---------- Available records
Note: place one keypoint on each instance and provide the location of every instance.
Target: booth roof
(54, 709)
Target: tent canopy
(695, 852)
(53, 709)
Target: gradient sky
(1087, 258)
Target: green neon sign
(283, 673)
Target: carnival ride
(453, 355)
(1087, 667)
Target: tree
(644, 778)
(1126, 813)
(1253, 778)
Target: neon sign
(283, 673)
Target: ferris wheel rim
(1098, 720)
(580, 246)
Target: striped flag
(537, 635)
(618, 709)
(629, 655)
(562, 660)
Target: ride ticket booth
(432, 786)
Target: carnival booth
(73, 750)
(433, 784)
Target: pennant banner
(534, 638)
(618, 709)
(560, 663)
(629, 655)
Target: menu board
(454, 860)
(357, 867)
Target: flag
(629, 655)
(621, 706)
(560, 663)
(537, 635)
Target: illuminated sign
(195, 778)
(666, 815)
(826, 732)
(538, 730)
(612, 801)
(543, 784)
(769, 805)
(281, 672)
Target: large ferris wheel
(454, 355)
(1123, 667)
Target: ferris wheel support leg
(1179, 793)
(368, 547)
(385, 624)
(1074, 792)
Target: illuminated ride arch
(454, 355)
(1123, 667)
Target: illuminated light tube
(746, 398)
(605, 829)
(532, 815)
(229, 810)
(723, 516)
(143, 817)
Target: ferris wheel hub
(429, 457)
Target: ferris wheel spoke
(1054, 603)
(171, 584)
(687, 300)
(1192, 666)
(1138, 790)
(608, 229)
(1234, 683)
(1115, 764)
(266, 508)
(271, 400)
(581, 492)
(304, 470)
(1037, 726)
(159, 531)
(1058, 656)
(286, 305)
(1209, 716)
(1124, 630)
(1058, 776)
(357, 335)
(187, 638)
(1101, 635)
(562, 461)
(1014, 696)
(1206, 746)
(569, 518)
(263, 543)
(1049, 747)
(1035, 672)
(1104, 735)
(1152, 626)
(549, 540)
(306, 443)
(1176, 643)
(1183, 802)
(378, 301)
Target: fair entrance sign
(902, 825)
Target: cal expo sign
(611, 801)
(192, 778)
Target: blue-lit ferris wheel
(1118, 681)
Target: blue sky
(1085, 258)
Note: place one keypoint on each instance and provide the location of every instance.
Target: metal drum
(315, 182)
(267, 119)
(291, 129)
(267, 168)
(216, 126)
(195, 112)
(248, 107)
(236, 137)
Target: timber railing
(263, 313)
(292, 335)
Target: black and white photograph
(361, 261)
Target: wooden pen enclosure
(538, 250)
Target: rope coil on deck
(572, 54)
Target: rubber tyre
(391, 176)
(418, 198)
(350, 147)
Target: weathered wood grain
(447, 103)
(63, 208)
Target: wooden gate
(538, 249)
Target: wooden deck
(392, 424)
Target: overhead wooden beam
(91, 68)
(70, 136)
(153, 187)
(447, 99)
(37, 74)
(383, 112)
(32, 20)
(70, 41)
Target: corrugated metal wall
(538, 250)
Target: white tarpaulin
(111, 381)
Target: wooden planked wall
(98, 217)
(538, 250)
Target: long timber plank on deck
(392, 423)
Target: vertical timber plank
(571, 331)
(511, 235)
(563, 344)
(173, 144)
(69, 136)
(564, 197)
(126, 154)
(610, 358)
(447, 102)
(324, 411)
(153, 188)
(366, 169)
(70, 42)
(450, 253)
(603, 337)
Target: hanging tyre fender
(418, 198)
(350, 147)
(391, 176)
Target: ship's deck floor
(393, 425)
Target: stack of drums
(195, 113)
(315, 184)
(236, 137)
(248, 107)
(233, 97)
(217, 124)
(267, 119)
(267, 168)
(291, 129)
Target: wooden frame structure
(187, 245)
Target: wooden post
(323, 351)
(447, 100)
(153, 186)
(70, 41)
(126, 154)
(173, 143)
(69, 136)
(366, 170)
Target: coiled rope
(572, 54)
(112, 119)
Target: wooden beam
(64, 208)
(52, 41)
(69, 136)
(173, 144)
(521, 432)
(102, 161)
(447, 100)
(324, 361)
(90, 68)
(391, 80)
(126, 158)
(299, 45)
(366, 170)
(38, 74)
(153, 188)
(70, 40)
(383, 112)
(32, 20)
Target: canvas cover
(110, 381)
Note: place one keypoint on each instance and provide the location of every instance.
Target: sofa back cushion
--------------------
■ Set exercise ■
Please arrange every line of the records above as a Markdown table with two columns, Row and Line, numbering the rows in order and skipping any blank lines.

■ Task solution ■
| Row | Line |
|---|---|
| 1 | Note: place one keypoint on each instance and provide the location of every instance. |
| 2 | Target: booth roof |
| 3 | (54, 709) |
| 4 | Target: tent canopy |
| 5 | (695, 852) |
| 6 | (53, 709) |
| 7 | Target: gradient sky |
| 8 | (1087, 258) |
| 9 | Target: green neon sign |
| 10 | (283, 673) |
| 11 | Target: carnival ride |
| 12 | (453, 355) |
| 13 | (1087, 667) |
| 14 | Target: tree |
| 15 | (644, 778) |
| 16 | (1126, 813) |
| 17 | (1253, 778) |
| 18 | Target: neon sign |
| 19 | (283, 673) |
| 20 | Target: ferris wheel rim |
| 21 | (1098, 720) |
| 22 | (580, 246) |
| 23 | Target: striped flag |
| 24 | (537, 635) |
| 25 | (618, 709) |
| 26 | (629, 655) |
| 27 | (562, 660) |
| 28 | Target: ride ticket booth |
| 29 | (432, 786) |
| 30 | Target: carnival booth |
| 31 | (73, 750) |
| 32 | (433, 784) |
| 33 | Target: pennant banner |
| 34 | (534, 638) |
| 35 | (618, 709) |
| 36 | (560, 663) |
| 37 | (629, 655) |
| 38 | Target: menu board |
| 39 | (454, 860) |
| 40 | (357, 867) |
| 41 | Target: flag |
| 42 | (629, 655) |
| 43 | (621, 706) |
| 44 | (560, 663) |
| 45 | (537, 635) |
| 46 | Target: illuminated sign |
| 47 | (195, 778) |
| 48 | (666, 815) |
| 49 | (826, 732) |
| 50 | (538, 730) |
| 51 | (612, 801) |
| 52 | (543, 784) |
| 53 | (769, 805) |
| 54 | (281, 672) |
| 55 | Target: large ferris wheel |
| 56 | (454, 355) |
| 57 | (1123, 667) |
| 58 | Target: ferris wheel support leg |
| 59 | (1179, 793) |
| 60 | (368, 547) |
| 61 | (385, 624) |
| 62 | (1074, 792) |
| 63 | Target: illuminated ride arch |
| 64 | (454, 355) |
| 65 | (1123, 667) |
| 66 | Target: illuminated light tube |
| 67 | (746, 398) |
| 68 | (605, 829) |
| 69 | (532, 815) |
| 70 | (229, 810) |
| 71 | (723, 516) |
| 72 | (143, 817) |
| 73 | Target: ferris wheel hub |
| 74 | (429, 457) |
| 75 | Target: ferris wheel spoke |
| 76 | (1054, 603) |
| 77 | (171, 584) |
| 78 | (687, 300) |
| 79 | (1192, 666) |
| 80 | (1138, 790) |
| 81 | (608, 229) |
| 82 | (1234, 683) |
| 83 | (1115, 764) |
| 84 | (266, 508) |
| 85 | (271, 400) |
| 86 | (581, 492) |
| 87 | (304, 470) |
| 88 | (1037, 726) |
| 89 | (159, 531) |
| 90 | (1058, 656) |
| 91 | (286, 305) |
| 92 | (1209, 716) |
| 93 | (1124, 630) |
| 94 | (1058, 776) |
| 95 | (357, 335) |
| 96 | (187, 638) |
| 97 | (1101, 635) |
| 98 | (562, 461) |
| 99 | (1014, 696) |
| 100 | (1206, 746) |
| 101 | (569, 518) |
| 102 | (263, 543) |
| 103 | (1049, 747) |
| 104 | (1035, 672) |
| 105 | (1104, 735) |
| 106 | (1152, 626) |
| 107 | (549, 540) |
| 108 | (306, 443) |
| 109 | (1176, 643) |
| 110 | (1183, 802) |
| 111 | (378, 301) |
| 112 | Target: fair entrance sign |
| 113 | (902, 825) |
| 114 | Target: cal expo sign |
| 115 | (611, 801) |
| 116 | (192, 778) |
| 117 | Target: blue-lit ferris wheel |
| 118 | (1118, 681) |
| 119 | Target: blue sky |
| 120 | (1085, 258) |
| 121 | Note: place one keypoint on each instance and provide the location of every instance. |
| 122 | Target: metal drum |
| 123 | (315, 182) |
| 124 | (267, 119) |
| 125 | (291, 129) |
| 126 | (267, 168) |
| 127 | (216, 126) |
| 128 | (195, 112) |
| 129 | (248, 107) |
| 130 | (236, 137) |
| 131 | Target: timber railing |
| 132 | (263, 313) |
| 133 | (292, 335) |
| 134 | Target: black and white photograph |
| 135 | (361, 261) |
| 136 | Target: wooden pen enclosure |
| 137 | (538, 250) |
| 138 | Target: rope coil on deck |
| 139 | (572, 54) |
| 140 | Target: rubber tyre |
| 141 | (391, 176) |
| 142 | (418, 198) |
| 143 | (350, 147) |
| 144 | Target: weathered wood grain |
| 145 | (447, 103) |
| 146 | (63, 208) |
| 147 | Target: wooden gate |
| 148 | (538, 249) |
| 149 | Target: wooden deck |
| 150 | (392, 424) |
| 151 | Target: overhead wooden beam |
| 152 | (91, 68) |
| 153 | (70, 136) |
| 154 | (153, 187) |
| 155 | (447, 99) |
| 156 | (37, 74) |
| 157 | (383, 112) |
| 158 | (32, 20) |
| 159 | (70, 41) |
| 160 | Target: corrugated metal wall |
| 161 | (538, 250) |
| 162 | Target: white tarpaulin |
| 163 | (111, 381) |
| 164 | Target: wooden planked wall |
| 165 | (98, 217) |
| 166 | (538, 250) |
| 167 | Target: long timber plank on deck |
| 168 | (392, 423) |
| 169 | Target: vertical timber plank |
| 170 | (571, 331) |
| 171 | (511, 235) |
| 172 | (563, 344) |
| 173 | (173, 144) |
| 174 | (69, 136) |
| 175 | (564, 197) |
| 176 | (126, 154) |
| 177 | (610, 358) |
| 178 | (447, 102) |
| 179 | (324, 411) |
| 180 | (153, 188) |
| 181 | (366, 169) |
| 182 | (70, 42) |
| 183 | (450, 253) |
| 184 | (603, 337) |
| 185 | Target: hanging tyre fender |
| 186 | (418, 198) |
| 187 | (350, 147) |
| 188 | (391, 176) |
| 189 | Target: ship's deck floor |
| 190 | (393, 425) |
| 191 | Target: stack of drums |
| 192 | (195, 113) |
| 193 | (315, 184) |
| 194 | (236, 137) |
| 195 | (248, 107) |
| 196 | (233, 97) |
| 197 | (217, 124) |
| 198 | (267, 119) |
| 199 | (267, 168) |
| 200 | (291, 129) |
| 201 | Target: wooden frame structure |
| 202 | (187, 245) |
| 203 | Target: wooden post |
| 204 | (323, 351) |
| 205 | (447, 100) |
| 206 | (153, 186) |
| 207 | (70, 41) |
| 208 | (126, 154) |
| 209 | (173, 143) |
| 210 | (69, 136) |
| 211 | (366, 170) |
| 212 | Target: coiled rope |
| 213 | (572, 54) |
| 214 | (112, 119) |
| 215 | Target: wooden beam |
| 216 | (64, 208) |
| 217 | (52, 41) |
| 218 | (69, 136) |
| 219 | (173, 144) |
| 220 | (521, 432) |
| 221 | (102, 161) |
| 222 | (447, 100) |
| 223 | (324, 361) |
| 224 | (90, 68) |
| 225 | (391, 80) |
| 226 | (126, 158) |
| 227 | (299, 45) |
| 228 | (366, 170) |
| 229 | (38, 74) |
| 230 | (153, 188) |
| 231 | (70, 40) |
| 232 | (383, 112) |
| 233 | (32, 20) |
| 234 | Target: canvas cover |
| 235 | (110, 381) |
| 236 | Note: place one keypoint on each instance and provide the location of every instance. |
| 237 | Target: sofa back cushion |